> [Passage given]:
Caitline Sievers/Arizona Mirror

Arizona has one of the biggest teacher pay gaps in the nation.

Public school teachers across the country are paid significantly less than their similarly-educated counterparts, and a new report from the Economic Policy Institute shows that teachers in Arizona faced a 32% wage penalty in 2021 compared to college-educated workers employed in other fields.

Arizona has the fourth-largest teacher pay gap in the nation, behind only Colorado at almost 36%, Oklahoma at 32.8% and Virginia at 32.7%.

“The financial penalty that teachers face discourages college students from entering the teaching profession and makes it difficult for school districts to keep current teachers in the classroom,” EPI said in the report.

Teacher pay penalties are contributing to a severe teacher shortage in Arizona, as well as across the rest of the country.

“Providing teachers with compensation commensurate with that of other similarly educated professionals is not simply a matter of fairness but is necessary to improve educational outcomes and foster future economic stability of workers, their families, and communities across the U.S.,” EPI said in the report.

EPI is a non-profit think tank created in 1986 with the goal of, “including the needs of low- and middle-income workers in economic policy discussions.”

The average weekly pay for public school teachers in the U.S., when adjusted for inflation, only increased $29 from 1996 to 2021, while weekly wages for other college graduates increased $445 during that time, according to EPI.

> [Actions to take]:
1. Write out the part of the teacher pay article that opens with the words "Caitline Sievers/Arizona Mirror" and closes with "Virginia at 32.7%.".
2. In one to three sentences, explain why the teacher pay article says the pay penalty is a problem for schools.
3. By how much did the average weekly pay of U.S. public school teachers rise from 1996 to 2021, adjusted for inflation, according to the teacher pay article?
The records after this article are separate material and have no connection to it.

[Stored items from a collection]
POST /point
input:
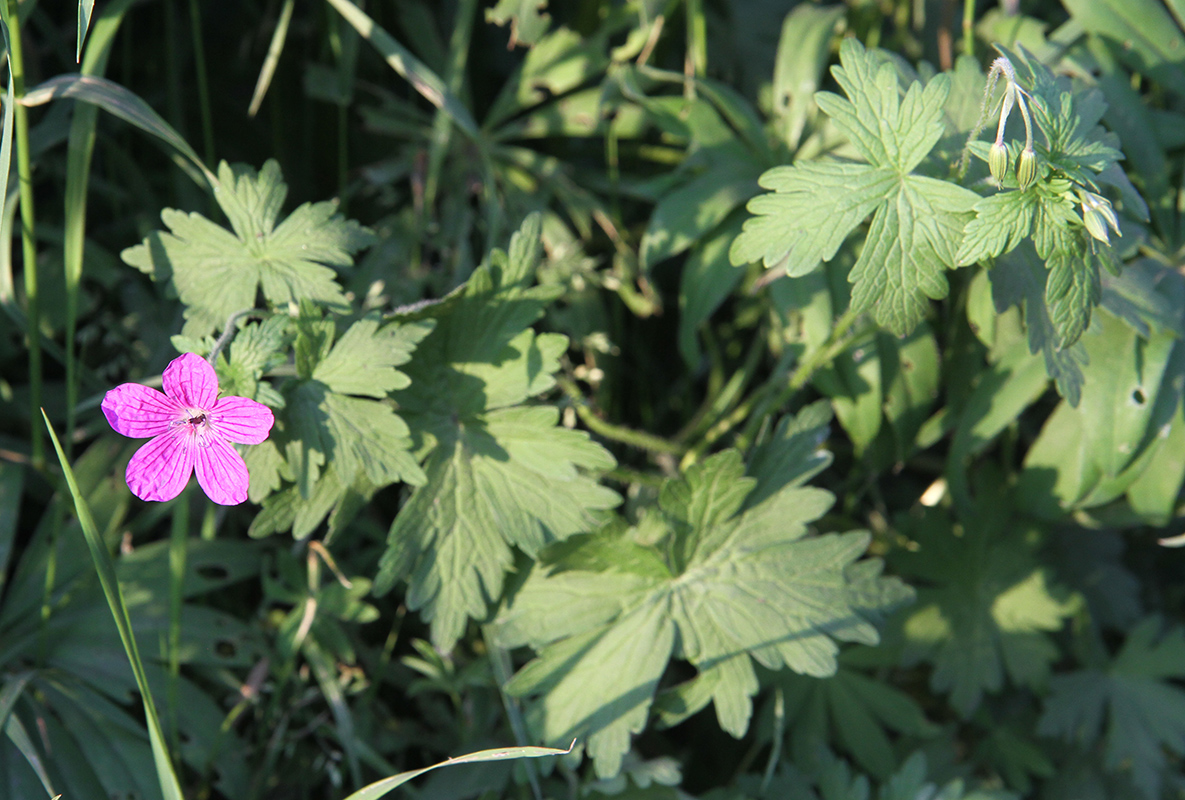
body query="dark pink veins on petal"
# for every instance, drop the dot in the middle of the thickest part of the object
(191, 382)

> [The replies]:
1.
Caitline Sievers/Arizona Mirror

Arizona has one of the biggest teacher pay gaps in the nation.

Public school teachers across the country are paid significantly less than their similarly-educated counterparts, and a new report from the Economic Policy Institute shows that teachers in Arizona faced a 32% wage penalty in 2021 compared to college-educated workers employed in other fields.

Arizona has the fourth-largest teacher pay gap in the nation, behind only Colorado at almost 36%, Oklahoma at 32.8% and Virginia at 32.7%.

2. The pay penalty discourages college students from going into teaching and makes it hard for school districts to keep the teachers they already have. This contributes to a severe teacher shortage in Arizona and across the country.

3. It rose only $29.